SOURCE EXCERPT:
* * * *
An interview is not a conversation. A conversation is purely for the enjoyment of the two people involved. An interview is for audience. That is not to say that doing an interview can not be pleasure for both people involved.
The interview should sound like spontaneous conversation in which the interviewer is fully informed and successful at eliciting interesting, informative and concise answers. But successful interviews are usually more calculated and planned.
Conversations tend to ramble, contain long pauses, and often operate at a personal and visual level beyond what is being said. Interviews have to be more overt, open, direct, entertaining, and concise than most conversations.
In conversation we assert ourselves to let the other person know about us. In an interview the focus should stay squarely on the interviewee. You should only use anecdote or personal experience as a way to get to an issue you want to discuss with the interviewee. For example, a parallel in your own life or experience to something the interviewee is addressing.
PREPARE
You cannot be too prepared. You can overuse your preparation but it never hurts to know a great deal. At the first level, do you know why you’re talking to this person? Is this the best person to speak with on this topic? Where is this person coming from? Will they represent a certain perspective? That’s fine, you just better know what it is. Check the background of guests thoroughly. Sometimes there will be a tidbit in their personal history that will open up a line of questions.
Just as a good reporter knows much more than he or she has time to tell in a story, a good interviewer should consider multiple paths the interview could take, and then choose the best one. Read everything possible. The lucky revelation comes more often when you know more. Once you are totally prepared, you must keep that information in the background. Most listeners don’t know as much as you do. Don’t forget to give background so people understand the question.
The Technology: Many people are unused to working with microphones. Show them how to sit, show them simple hand signals you will use if they are too close or two far away. Let them know it will be edited. Double check all recording equipment before you go into the field so you will not have to be spending too much attention to it.
Structure: What’s the roadmap of this interview? You may change it in the edit, but have a working plan. A good interview has a beginning, middle, and end. Sometimes the interviewer can plan a climax with a question that evokes a surprising revelation or emotional response. Ideally the climax will come at the end of the interview, or the interviewer carefully plans a way to close the interview without sounding anti-climactic. The structure of many interview is chronological – how did you begin playing music, when did you first realize you wanted to be a writer. The advantage is that it provides an easy to follow structure. A disadvantage is that you may not get to the important point quickly enough.
W,W,W,W,W,H
Writing questions: Always have list of questions reflecting the direction you would like the interview to take. Attorneys are warned never to ask a question they don’t know the answer. Interviewers shouldn’t go that far, but they should ask questions they know the answer to advance the interview in the direction they want it to go.
Read back over your questions out loud. How might they be answered? Be precise in your phrasing to avoid getting the wrong question answered or being forced to explain what you mean. Carefully check your facts and your language to take out things the interviewee may seize on rather than the substance of your question (i.e. “When you were the leader of the group….?” “I was never the leader!!! ). Reread the questions just before the interview begins so they are fresh in your mind and you can refer to your notes as little as possible. Read the questions over at the end of the interview to be sure you covered everything.
* * * *
DATA RECORDS:
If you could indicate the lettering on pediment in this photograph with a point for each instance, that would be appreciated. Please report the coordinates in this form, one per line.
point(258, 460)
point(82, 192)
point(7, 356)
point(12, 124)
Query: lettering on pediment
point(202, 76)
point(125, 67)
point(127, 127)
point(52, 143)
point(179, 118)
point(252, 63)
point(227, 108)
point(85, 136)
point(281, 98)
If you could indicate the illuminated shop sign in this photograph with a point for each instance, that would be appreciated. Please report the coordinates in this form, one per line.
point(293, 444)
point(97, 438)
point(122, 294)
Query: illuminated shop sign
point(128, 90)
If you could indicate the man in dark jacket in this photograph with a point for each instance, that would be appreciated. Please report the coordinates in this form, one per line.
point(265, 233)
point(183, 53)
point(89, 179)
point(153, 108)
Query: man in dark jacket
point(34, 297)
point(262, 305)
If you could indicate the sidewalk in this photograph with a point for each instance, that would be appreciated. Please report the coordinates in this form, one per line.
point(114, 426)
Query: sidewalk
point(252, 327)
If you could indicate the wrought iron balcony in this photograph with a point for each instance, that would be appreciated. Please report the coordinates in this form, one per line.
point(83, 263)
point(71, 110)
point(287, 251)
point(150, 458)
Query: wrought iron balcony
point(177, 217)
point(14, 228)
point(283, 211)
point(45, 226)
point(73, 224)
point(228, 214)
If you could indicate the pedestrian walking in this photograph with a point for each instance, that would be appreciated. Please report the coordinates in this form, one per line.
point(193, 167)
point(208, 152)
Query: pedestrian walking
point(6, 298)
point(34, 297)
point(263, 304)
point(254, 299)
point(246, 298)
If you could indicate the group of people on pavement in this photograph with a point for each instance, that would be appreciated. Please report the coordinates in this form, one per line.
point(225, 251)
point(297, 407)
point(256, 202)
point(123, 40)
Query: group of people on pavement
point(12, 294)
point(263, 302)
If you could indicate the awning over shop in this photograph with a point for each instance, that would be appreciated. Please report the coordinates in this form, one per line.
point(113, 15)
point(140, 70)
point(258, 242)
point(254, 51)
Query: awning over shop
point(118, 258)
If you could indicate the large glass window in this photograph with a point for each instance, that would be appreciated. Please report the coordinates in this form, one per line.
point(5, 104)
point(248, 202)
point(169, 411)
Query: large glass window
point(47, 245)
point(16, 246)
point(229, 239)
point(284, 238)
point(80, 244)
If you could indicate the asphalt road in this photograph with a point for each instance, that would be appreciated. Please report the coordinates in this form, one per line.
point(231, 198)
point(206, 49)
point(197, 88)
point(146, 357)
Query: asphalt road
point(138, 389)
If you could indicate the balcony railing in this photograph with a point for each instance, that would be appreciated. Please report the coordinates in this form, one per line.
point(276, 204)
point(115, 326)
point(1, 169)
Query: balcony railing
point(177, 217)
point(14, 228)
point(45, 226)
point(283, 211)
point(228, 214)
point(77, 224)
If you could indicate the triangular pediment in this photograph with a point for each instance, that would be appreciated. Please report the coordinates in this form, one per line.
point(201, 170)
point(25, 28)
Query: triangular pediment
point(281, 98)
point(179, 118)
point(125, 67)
* * * *
WHAT TO DO: Reproduce the interviewing text, everything from "The interview should" down to "interviewee is addressing.", substituting "guest" for each occurrence of "interviewee".

RESULT FOR THIS TASK:
The interview should sound like spontaneous conversation in which the interviewer is fully informed and successful at eliciting interesting, informative and concise answers. But successful interviews are usually more calculated and planned.
Conversations tend to ramble, contain long pauses, and often operate at a personal and visual level beyond what is being said. Interviews have to be more overt, open, direct, entertaining, and concise than most conversations.
In conversation we assert ourselves to let the other person know about us. In an interview the focus should stay squarely on the guest. You should only use anecdote or personal experience as a way to get to an issue you want to discuss with the guest. For example, a parallel in your own life or experience to something the guest is addressing.